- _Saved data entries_

▼

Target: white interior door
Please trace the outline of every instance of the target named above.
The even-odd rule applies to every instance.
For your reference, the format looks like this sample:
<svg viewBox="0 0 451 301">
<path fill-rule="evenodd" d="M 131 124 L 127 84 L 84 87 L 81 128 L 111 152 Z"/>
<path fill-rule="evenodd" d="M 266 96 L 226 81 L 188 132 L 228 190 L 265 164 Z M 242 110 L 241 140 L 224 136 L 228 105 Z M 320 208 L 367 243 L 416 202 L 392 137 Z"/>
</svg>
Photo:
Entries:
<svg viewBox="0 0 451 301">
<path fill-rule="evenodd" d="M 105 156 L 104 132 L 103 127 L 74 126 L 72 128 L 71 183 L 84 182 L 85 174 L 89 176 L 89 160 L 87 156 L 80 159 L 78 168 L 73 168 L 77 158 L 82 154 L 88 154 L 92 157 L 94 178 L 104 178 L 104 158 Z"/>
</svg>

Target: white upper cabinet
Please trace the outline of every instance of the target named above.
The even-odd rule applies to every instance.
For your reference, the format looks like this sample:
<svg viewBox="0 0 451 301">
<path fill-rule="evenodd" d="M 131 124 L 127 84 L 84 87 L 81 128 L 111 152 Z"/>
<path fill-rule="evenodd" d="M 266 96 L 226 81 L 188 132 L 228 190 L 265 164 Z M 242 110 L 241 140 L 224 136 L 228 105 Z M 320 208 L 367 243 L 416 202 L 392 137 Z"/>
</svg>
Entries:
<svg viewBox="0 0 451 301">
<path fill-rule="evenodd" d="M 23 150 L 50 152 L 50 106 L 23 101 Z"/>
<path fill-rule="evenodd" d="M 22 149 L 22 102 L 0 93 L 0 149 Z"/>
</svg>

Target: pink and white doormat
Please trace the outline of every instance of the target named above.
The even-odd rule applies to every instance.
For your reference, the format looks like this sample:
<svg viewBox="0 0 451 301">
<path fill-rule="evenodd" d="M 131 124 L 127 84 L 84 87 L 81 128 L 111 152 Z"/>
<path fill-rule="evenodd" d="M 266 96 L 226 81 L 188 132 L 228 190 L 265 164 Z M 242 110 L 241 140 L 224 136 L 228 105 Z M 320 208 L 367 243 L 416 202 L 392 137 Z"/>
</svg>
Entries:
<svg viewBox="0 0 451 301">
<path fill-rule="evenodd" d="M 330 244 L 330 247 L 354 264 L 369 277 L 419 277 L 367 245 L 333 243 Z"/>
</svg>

▲

- _INSTRUCTION_
Output the lines of the items from the line containing "Target: pink and white doormat" up to and including the final line as a Markdown table with the columns Row and Line. Number each row and omit blank lines.

- _SOLUTION_
| Row | Line |
|---|---|
| 1 | Target: pink and white doormat |
| 2 | Please trace the outline of every instance of the target named above. |
| 3 | The even-odd rule applies to every instance. |
| 4 | For your reference, the format looks like this sample: |
| 5 | <svg viewBox="0 0 451 301"> |
| 6 | <path fill-rule="evenodd" d="M 131 124 L 127 84 L 84 87 L 81 128 L 111 152 Z"/> |
| 7 | <path fill-rule="evenodd" d="M 266 96 L 226 81 L 188 132 L 228 190 L 265 164 Z M 242 110 L 241 140 L 224 136 L 228 105 Z M 320 208 L 367 243 L 416 202 L 392 137 Z"/> |
| 8 | </svg> |
| 9 | Entries: |
| 10 | <svg viewBox="0 0 451 301"> |
| 11 | <path fill-rule="evenodd" d="M 330 244 L 330 247 L 354 264 L 369 277 L 419 277 L 367 245 L 333 243 Z"/> |
| 12 | </svg> |